*Description of the task*
Convert the lines of the listing below into a Markdown table with the columns Row and Text. Start with the line containing "of the person", continue through the end of the listing, number each row, and leave out blank lines.

*Material shown*

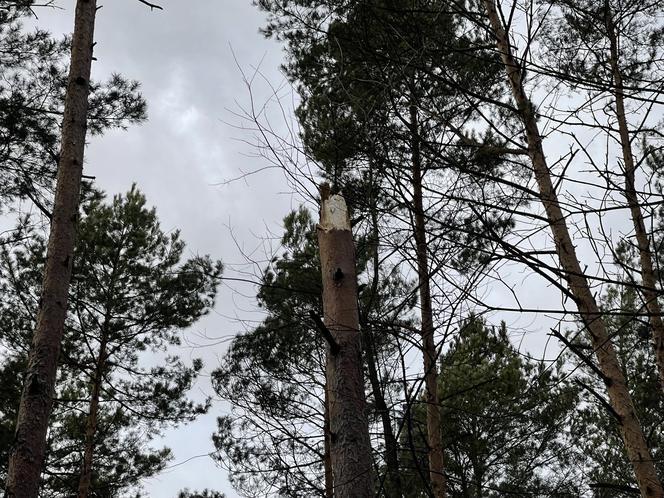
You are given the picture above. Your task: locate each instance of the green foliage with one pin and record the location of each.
(33, 78)
(206, 493)
(599, 441)
(131, 296)
(503, 419)
(274, 378)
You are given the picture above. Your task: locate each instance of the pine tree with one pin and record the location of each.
(504, 421)
(119, 386)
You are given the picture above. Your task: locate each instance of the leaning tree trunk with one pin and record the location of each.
(434, 436)
(27, 453)
(350, 446)
(619, 396)
(648, 280)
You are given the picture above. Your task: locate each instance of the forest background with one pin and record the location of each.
(526, 330)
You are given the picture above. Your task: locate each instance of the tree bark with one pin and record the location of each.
(27, 454)
(349, 428)
(91, 421)
(648, 280)
(619, 396)
(327, 458)
(429, 352)
(393, 484)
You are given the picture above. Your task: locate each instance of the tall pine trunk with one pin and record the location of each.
(327, 457)
(85, 479)
(648, 280)
(27, 453)
(350, 446)
(619, 397)
(434, 436)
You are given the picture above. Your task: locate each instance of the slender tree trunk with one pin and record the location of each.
(393, 485)
(91, 421)
(434, 437)
(27, 454)
(649, 287)
(619, 396)
(349, 428)
(327, 458)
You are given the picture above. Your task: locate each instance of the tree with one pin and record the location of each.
(36, 400)
(577, 283)
(206, 493)
(610, 50)
(370, 103)
(274, 440)
(131, 297)
(504, 420)
(32, 94)
(608, 471)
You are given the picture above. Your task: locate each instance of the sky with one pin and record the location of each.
(190, 59)
(193, 60)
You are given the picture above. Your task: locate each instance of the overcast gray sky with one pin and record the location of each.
(186, 58)
(183, 57)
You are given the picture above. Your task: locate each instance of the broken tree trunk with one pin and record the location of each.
(27, 453)
(350, 447)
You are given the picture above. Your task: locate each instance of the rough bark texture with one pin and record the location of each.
(327, 458)
(434, 437)
(619, 397)
(27, 454)
(91, 422)
(392, 486)
(648, 280)
(349, 429)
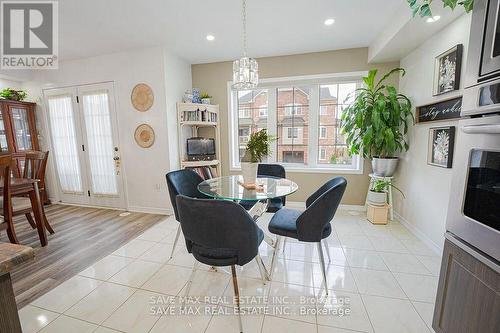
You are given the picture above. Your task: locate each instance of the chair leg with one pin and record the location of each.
(11, 233)
(262, 269)
(46, 222)
(322, 262)
(175, 241)
(188, 284)
(273, 260)
(30, 220)
(327, 249)
(237, 296)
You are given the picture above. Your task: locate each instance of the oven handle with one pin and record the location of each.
(481, 129)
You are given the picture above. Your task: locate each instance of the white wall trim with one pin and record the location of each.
(135, 209)
(150, 210)
(302, 205)
(419, 234)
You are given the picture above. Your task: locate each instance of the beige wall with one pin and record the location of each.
(426, 187)
(213, 79)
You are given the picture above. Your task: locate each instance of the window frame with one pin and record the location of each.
(320, 132)
(271, 85)
(321, 149)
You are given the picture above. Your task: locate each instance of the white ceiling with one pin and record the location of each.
(275, 27)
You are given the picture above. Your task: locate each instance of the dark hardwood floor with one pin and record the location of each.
(82, 236)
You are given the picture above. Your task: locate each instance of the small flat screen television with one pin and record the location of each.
(200, 149)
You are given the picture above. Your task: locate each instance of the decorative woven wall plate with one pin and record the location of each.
(144, 135)
(142, 97)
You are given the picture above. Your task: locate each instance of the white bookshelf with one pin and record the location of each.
(198, 120)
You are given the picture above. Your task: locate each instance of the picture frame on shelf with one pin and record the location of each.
(447, 69)
(441, 146)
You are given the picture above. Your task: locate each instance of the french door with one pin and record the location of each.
(83, 129)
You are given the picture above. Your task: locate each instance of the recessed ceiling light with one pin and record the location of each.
(329, 21)
(433, 19)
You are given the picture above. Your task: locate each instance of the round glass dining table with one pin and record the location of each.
(231, 188)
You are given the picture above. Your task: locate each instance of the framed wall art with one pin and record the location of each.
(441, 146)
(447, 68)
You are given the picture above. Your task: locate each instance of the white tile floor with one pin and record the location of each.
(386, 277)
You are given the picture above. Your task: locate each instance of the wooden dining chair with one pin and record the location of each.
(6, 222)
(35, 164)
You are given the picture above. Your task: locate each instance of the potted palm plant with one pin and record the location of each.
(376, 123)
(258, 147)
(378, 192)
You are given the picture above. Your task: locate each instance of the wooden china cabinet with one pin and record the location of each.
(18, 133)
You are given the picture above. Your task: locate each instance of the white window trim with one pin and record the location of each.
(326, 132)
(324, 157)
(272, 84)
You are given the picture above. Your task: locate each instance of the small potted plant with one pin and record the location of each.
(258, 147)
(205, 98)
(378, 192)
(376, 123)
(12, 94)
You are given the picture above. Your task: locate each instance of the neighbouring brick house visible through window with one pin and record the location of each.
(305, 120)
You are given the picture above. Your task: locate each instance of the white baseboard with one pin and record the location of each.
(302, 205)
(135, 209)
(80, 205)
(150, 210)
(419, 234)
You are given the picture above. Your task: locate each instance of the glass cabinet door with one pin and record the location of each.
(21, 128)
(3, 136)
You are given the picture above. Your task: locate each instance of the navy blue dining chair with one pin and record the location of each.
(313, 224)
(220, 233)
(183, 182)
(269, 170)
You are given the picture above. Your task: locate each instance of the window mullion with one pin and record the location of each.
(272, 125)
(313, 126)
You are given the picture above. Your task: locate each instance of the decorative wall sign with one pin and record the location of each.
(441, 144)
(144, 135)
(142, 97)
(442, 110)
(447, 70)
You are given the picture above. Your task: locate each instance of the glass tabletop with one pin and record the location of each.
(230, 188)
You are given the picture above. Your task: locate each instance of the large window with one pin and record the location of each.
(303, 114)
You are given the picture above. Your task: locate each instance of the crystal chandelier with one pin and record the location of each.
(245, 69)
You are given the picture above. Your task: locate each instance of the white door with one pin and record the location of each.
(82, 122)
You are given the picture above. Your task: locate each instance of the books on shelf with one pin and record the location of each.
(205, 172)
(199, 115)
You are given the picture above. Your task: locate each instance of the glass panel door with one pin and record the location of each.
(100, 149)
(21, 128)
(65, 143)
(84, 138)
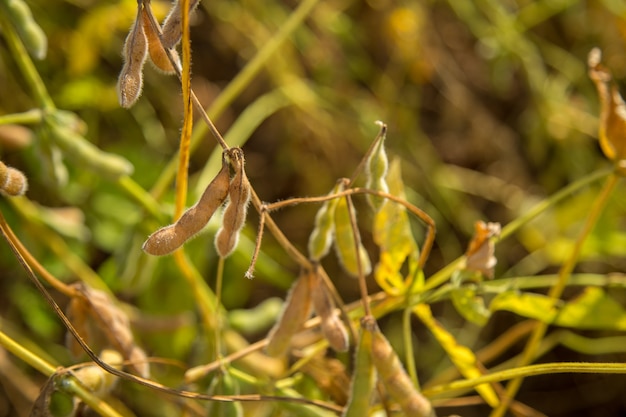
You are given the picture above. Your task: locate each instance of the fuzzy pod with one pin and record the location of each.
(156, 51)
(321, 237)
(363, 378)
(394, 376)
(172, 25)
(236, 208)
(376, 168)
(130, 80)
(349, 255)
(31, 34)
(169, 238)
(83, 152)
(332, 327)
(297, 308)
(12, 181)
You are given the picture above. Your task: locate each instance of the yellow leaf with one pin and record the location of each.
(462, 357)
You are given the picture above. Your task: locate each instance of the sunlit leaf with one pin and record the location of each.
(593, 309)
(612, 130)
(469, 305)
(462, 357)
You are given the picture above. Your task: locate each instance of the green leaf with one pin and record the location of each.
(462, 357)
(593, 309)
(469, 305)
(534, 306)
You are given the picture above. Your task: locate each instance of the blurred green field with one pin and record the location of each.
(490, 110)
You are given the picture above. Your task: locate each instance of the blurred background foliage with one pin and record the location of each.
(489, 108)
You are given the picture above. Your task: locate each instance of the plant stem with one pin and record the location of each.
(530, 370)
(27, 67)
(555, 292)
(443, 274)
(30, 117)
(238, 85)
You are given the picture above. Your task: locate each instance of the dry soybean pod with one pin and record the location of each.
(172, 30)
(130, 81)
(237, 207)
(363, 377)
(156, 51)
(31, 34)
(344, 241)
(332, 327)
(296, 310)
(169, 238)
(394, 376)
(321, 237)
(12, 181)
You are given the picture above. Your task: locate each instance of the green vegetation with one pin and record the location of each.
(499, 127)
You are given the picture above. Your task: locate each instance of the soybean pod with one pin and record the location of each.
(236, 208)
(321, 237)
(169, 238)
(394, 376)
(296, 310)
(12, 181)
(363, 378)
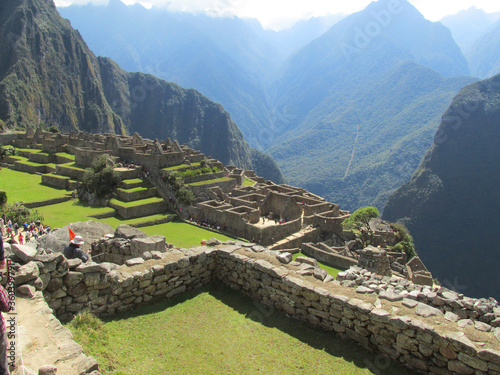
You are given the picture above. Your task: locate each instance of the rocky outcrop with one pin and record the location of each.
(451, 204)
(421, 338)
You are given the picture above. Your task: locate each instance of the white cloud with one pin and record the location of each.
(282, 13)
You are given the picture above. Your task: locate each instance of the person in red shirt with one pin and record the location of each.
(4, 307)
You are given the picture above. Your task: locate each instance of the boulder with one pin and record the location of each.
(285, 258)
(47, 370)
(26, 253)
(26, 273)
(127, 232)
(134, 262)
(88, 365)
(27, 290)
(426, 310)
(306, 260)
(90, 231)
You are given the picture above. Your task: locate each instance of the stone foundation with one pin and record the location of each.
(428, 345)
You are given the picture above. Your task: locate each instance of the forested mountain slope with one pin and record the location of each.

*Result of the exercise*
| Row | Text |
|---|---|
| 1 | You are given the picture above. Your task: locate each instance of the person in red shirt with one pin and record the location of each. |
| 2 | (4, 307) |
| 3 | You are given the picture above. Your task: locate each instance of the boulder with one pin and record the location of each. |
| 4 | (285, 258) |
| 5 | (47, 370) |
| 6 | (26, 253) |
| 7 | (26, 273) |
| 8 | (127, 232) |
| 9 | (134, 262) |
| 10 | (88, 365) |
| 11 | (27, 290) |
| 12 | (426, 310) |
| 13 | (306, 260) |
| 14 | (90, 231) |
| 15 | You are given the picture above. Your task: locate each instance of the stone foundation with one pin and record the location of each. |
| 16 | (428, 345) |
| 17 | You are given the picture above. Your task: locate each instance of the forested mountain slope with one pin and record the location of each. |